**Study text**
****************

Gov/en/Portal:Economy/Why-Fund-WikiDeal
💡 In simple words: This page explains why people choose to give money to help WikiDeal grow.
Position Paper: Why Fund WikiDeal?
Quick Facts
| WIL nominal | CHF 1.00 |
| Currency anchor | Swiss Franc (CHF) |
| Foundation | Ynternet.org (Swiss) |
| Algorithm | Public & immutable |
This position paper articulates the arguments for funding WikiDeal through the WIL system. It is written for potential funders who are evaluating WikiDeal alongside traditional contribution products, cryptocurrencies, and social-impact giving. The paper presents financial, social, and strategic arguments.
1. The Financial Case
A possible annual percentage increase on rewards is under study through a draft Open Call (not yet launched); no percentage is decided.

****************

**Record extracts**

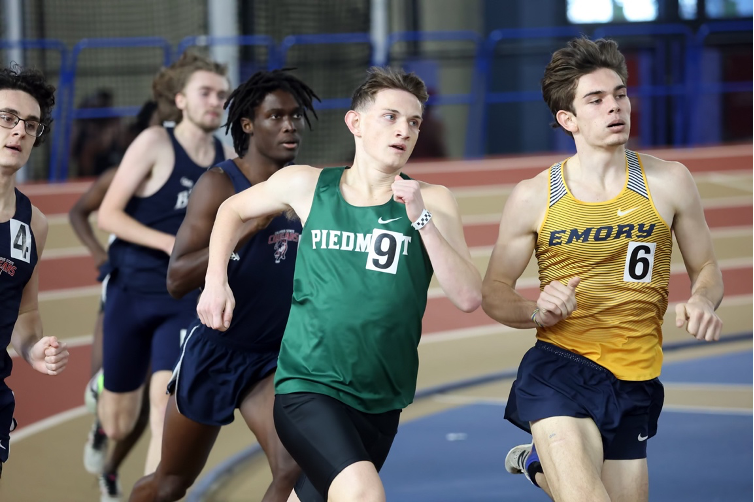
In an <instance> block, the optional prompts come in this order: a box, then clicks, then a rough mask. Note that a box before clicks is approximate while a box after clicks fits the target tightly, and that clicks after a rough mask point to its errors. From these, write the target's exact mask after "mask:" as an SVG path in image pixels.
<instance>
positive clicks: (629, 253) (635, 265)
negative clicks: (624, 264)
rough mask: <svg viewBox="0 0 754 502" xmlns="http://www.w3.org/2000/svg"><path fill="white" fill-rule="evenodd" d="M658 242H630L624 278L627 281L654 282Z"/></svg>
mask: <svg viewBox="0 0 754 502" xmlns="http://www.w3.org/2000/svg"><path fill="white" fill-rule="evenodd" d="M656 247H657V243H656V242H629V243H628V253H626V267H625V268H624V269H623V280H624V281H626V282H652V268H653V267H654V262H655V248H656Z"/></svg>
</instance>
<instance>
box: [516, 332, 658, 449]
mask: <svg viewBox="0 0 754 502" xmlns="http://www.w3.org/2000/svg"><path fill="white" fill-rule="evenodd" d="M664 397H665V392H664V390H663V386H662V384H661V383H660V381H659V380H658V379H657V378H653V379H652V380H647V381H638V382H632V381H625V380H618V379H617V378H615V375H613V374H612V373H611V372H610V371H608V370H607V368H605V367H603V366H600V365H599V364H597V363H595V362H593V361H591V360H590V359H587V358H586V357H583V356H580V355H578V354H574V353H573V352H570V351H567V350H565V349H562V348H560V347H557V346H555V345H552V344H549V343H546V342H543V341H541V340H540V341H537V343H536V345H535V346H534V347H533V348H531V349H529V351H528V352H527V353H526V355H525V356H524V358H523V360H522V361H521V364H520V365H519V367H518V375H517V376H516V381H515V382H513V387H512V388H511V393H510V397H509V398H508V404H507V406H506V408H505V418H506V419H508V420H509V421H510V422H512V423H513V424H514V425H516V426H518V427H520V428H521V429H523V430H525V431H527V432H531V431H530V428H529V423H530V422H534V421H536V420H540V419H543V418H548V417H556V416H566V417H576V418H591V419H592V420H594V423H595V424H596V425H597V428H598V429H599V431H600V434H601V435H602V448H603V452H604V458H605V460H632V459H641V458H647V439H649V438H651V437H652V436H654V435H655V434H656V433H657V420H658V418H659V417H660V411H661V410H662V405H663V401H664Z"/></svg>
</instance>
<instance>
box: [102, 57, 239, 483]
mask: <svg viewBox="0 0 754 502" xmlns="http://www.w3.org/2000/svg"><path fill="white" fill-rule="evenodd" d="M225 71H226V70H225V67H224V66H223V65H220V64H218V63H215V62H213V61H211V60H208V59H205V58H203V57H200V56H198V55H195V54H190V53H187V54H184V55H183V56H182V57H181V58H180V59H179V60H178V61H176V62H175V63H174V64H173V65H171V66H170V67H168V68H166V69H164V70H163V71H162V72H161V73H160V74H158V76H157V77H156V79H155V81H154V84H153V88H154V90H155V97H156V98H158V103H159V101H160V100H159V98H160V97H161V95H160V92H163V93H165V92H167V93H168V95H169V96H170V95H172V96H174V99H175V104H176V106H177V107H178V109H179V110H181V112H182V119H181V120H180V122H179V123H178V125H176V126H175V128H174V129H171V128H165V127H161V126H154V127H150V128H148V129H147V130H145V131H144V132H142V133H141V134H140V135H139V136H138V137H137V138H136V139H135V140H134V142H133V143H132V144H131V145H130V146H129V148H128V150H127V151H126V154H125V156H124V158H123V161H122V163H121V165H120V166H119V168H118V172H117V173H116V174H115V178H114V180H113V183H112V184H111V186H110V188H109V189H108V191H107V194H106V195H105V199H104V200H103V201H102V205H101V207H100V211H99V220H98V222H99V226H100V228H102V229H103V230H105V231H108V232H111V233H113V234H115V236H116V237H117V239H116V240H115V241H114V242H113V244H112V245H111V246H110V248H109V250H108V255H109V259H110V266H111V273H110V280H109V282H108V285H107V300H108V301H107V302H106V303H105V321H104V340H103V370H104V390H102V392H101V395H100V397H99V405H98V413H99V418H100V420H101V421H102V426H103V428H104V429H105V433H106V434H107V436H108V437H109V438H110V439H111V440H115V441H121V440H123V439H124V438H126V437H127V436H128V435H129V434H131V433H132V431H133V430H134V425H135V423H136V421H137V418H138V415H139V409H140V402H141V397H142V393H143V392H144V383H145V380H146V378H147V372H148V368H149V367H150V364H151V372H152V375H151V378H150V396H149V401H150V408H151V409H150V428H151V431H152V437H151V441H150V446H149V451H148V453H147V462H146V467H145V472H146V473H150V472H152V471H153V470H154V469H155V467H156V466H157V463H158V462H159V456H160V442H161V438H162V425H163V419H164V413H165V406H166V404H167V395H165V392H164V389H165V386H166V385H167V382H168V380H169V379H170V373H171V370H172V369H173V367H174V366H175V362H176V360H177V359H178V355H179V352H180V341H181V330H183V329H185V328H186V326H188V324H189V323H190V322H191V321H192V320H193V319H194V318H195V315H194V314H193V312H192V310H193V307H194V306H195V303H196V296H197V295H196V294H193V295H187V296H186V297H184V298H183V299H181V300H175V299H173V298H171V297H170V295H169V294H168V291H167V287H166V285H165V278H166V275H167V267H168V260H169V258H170V252H171V251H172V248H173V243H174V241H175V234H176V232H177V231H178V228H179V227H180V225H181V222H182V221H183V217H184V216H185V214H186V205H187V204H188V196H189V194H190V193H191V190H192V189H193V187H194V184H195V183H196V181H197V180H198V179H199V176H201V175H202V174H203V173H204V172H205V171H206V169H207V168H208V167H211V166H213V165H215V164H217V163H218V162H221V161H222V160H224V159H225V157H226V156H227V153H230V152H226V151H224V149H223V146H222V144H221V143H220V141H219V140H218V139H217V138H215V137H214V136H213V132H214V131H215V130H216V129H217V128H218V127H219V126H220V123H221V118H222V104H223V102H224V101H225V99H226V97H227V93H228V80H227V78H226V76H225ZM158 91H159V92H158Z"/></svg>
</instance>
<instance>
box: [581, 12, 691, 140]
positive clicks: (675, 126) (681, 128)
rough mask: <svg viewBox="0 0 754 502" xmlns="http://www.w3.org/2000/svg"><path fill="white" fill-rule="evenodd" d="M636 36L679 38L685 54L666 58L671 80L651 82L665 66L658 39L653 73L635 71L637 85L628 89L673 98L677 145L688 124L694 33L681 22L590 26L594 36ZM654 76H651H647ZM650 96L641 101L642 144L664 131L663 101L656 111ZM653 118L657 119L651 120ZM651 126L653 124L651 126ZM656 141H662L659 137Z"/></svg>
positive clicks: (643, 95) (664, 109)
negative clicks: (688, 93)
mask: <svg viewBox="0 0 754 502" xmlns="http://www.w3.org/2000/svg"><path fill="white" fill-rule="evenodd" d="M625 36H631V37H638V36H651V37H661V36H677V37H680V39H681V40H682V42H683V50H684V54H686V58H684V59H683V60H681V59H676V58H670V72H671V83H670V84H655V83H653V80H657V81H659V82H663V81H664V80H665V79H664V74H663V72H664V71H665V68H666V60H667V57H666V55H665V50H664V46H663V45H662V44H660V43H655V47H654V51H655V57H654V64H653V65H652V66H653V67H654V69H655V72H654V75H652V72H651V70H650V71H643V72H640V74H639V86H638V87H636V88H633V89H629V92H630V93H631V95H635V96H638V97H647V98H650V97H665V96H670V97H674V98H676V99H675V100H674V107H673V122H674V124H675V127H673V144H674V145H676V146H680V145H681V144H683V141H684V137H688V131H687V130H686V127H684V125H685V124H688V119H687V117H688V116H687V113H686V112H687V110H688V106H689V104H688V95H687V92H688V90H687V87H686V85H685V82H686V81H687V79H688V75H689V74H688V71H689V67H690V65H691V64H692V63H691V61H690V60H689V58H690V57H691V56H690V54H691V53H692V45H693V43H694V33H693V32H692V31H691V28H689V27H688V26H686V25H683V24H631V25H609V26H601V27H599V28H597V29H596V30H594V38H605V37H625ZM651 77H654V78H651ZM652 101H653V100H647V101H646V102H645V103H643V106H642V114H641V119H640V120H641V126H642V127H641V128H640V138H641V141H642V143H643V144H652V138H653V137H656V136H657V135H658V133H659V134H660V135H661V136H662V137H663V138H664V135H665V134H664V132H665V128H666V120H665V117H666V110H665V106H664V101H659V102H658V108H659V111H658V112H657V113H656V114H654V113H652V109H653V108H654V107H653V105H652ZM653 118H656V119H657V120H656V121H655V123H654V124H653V120H652V119H653ZM653 126H654V127H653ZM660 142H662V143H664V141H663V140H661V141H660Z"/></svg>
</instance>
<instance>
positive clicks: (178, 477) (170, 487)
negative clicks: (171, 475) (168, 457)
mask: <svg viewBox="0 0 754 502" xmlns="http://www.w3.org/2000/svg"><path fill="white" fill-rule="evenodd" d="M157 485H158V488H157V498H156V499H155V502H173V501H175V500H180V499H182V498H183V496H184V495H186V492H187V491H188V489H189V488H190V487H191V485H192V480H189V479H188V478H186V477H183V476H165V477H163V478H162V479H160V480H159V481H158V483H157Z"/></svg>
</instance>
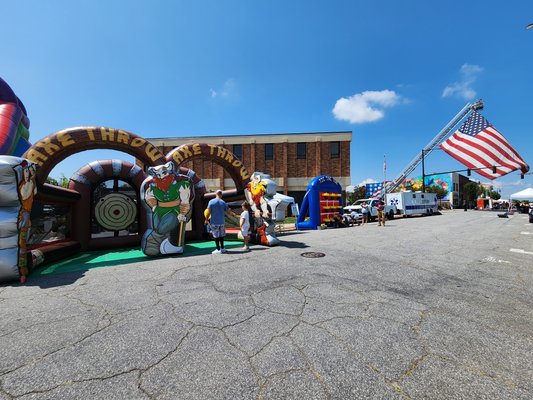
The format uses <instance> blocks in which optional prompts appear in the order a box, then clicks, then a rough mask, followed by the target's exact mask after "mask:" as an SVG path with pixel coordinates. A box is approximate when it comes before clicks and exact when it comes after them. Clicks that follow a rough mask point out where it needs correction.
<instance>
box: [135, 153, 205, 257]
mask: <svg viewBox="0 0 533 400" xmlns="http://www.w3.org/2000/svg"><path fill="white" fill-rule="evenodd" d="M147 172H148V175H150V177H149V178H147V179H146V180H145V181H144V182H143V184H142V187H143V188H144V191H143V190H141V196H142V197H143V199H144V203H145V205H146V206H147V208H148V209H149V213H151V222H152V227H151V228H149V229H147V230H146V232H145V234H144V236H143V240H142V243H141V248H142V250H143V252H144V253H145V254H146V255H149V256H156V255H160V254H181V253H183V247H184V243H185V224H186V223H187V222H188V221H189V220H190V218H191V214H192V207H191V204H192V202H193V200H194V189H193V188H194V185H193V182H192V180H191V178H189V177H188V176H186V175H181V174H178V173H176V172H175V170H174V164H173V163H172V162H168V163H166V164H164V165H159V166H156V167H150V168H148V170H147Z"/></svg>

****************

**What is expected**
Continue the position paper on why to fund WikiDeal, starting right after its last sentence and not drawing on the data.

**Answer for this exercise**
Important: WIL is not a financial security under Swiss law. It represents conditional rights on future subscription revenue from WikiDeal users. Fund WikiDeal as you would support a cooperative you believe in, with the understanding that returns depend on the platform's success.
2. The Bonding Curve Advantage: Earlier = Better
WikiDeal's bonding curve means that the earlier you back, the more WIL you receive per CHF contributed. The curve starts at a ×100 discount (CHF 0.10 per WIL) and ends at ×30 (CHF 0.33 per WIL) when CHF 1M is raised. This creates a genuine early-funder advantage:
- A CHF 100 contribution at the start yields 1,000 WIL
- A CHF 100 contribution near the end yields approximately 300 WIL
This is not speculative price appreciation (as in cryptocurrency). The advantage is structurally guaranteed by the immutable algorithm. Early funders are rewarded for taking on more risk — the platform is less proven, and their confidence is what makes the project possible.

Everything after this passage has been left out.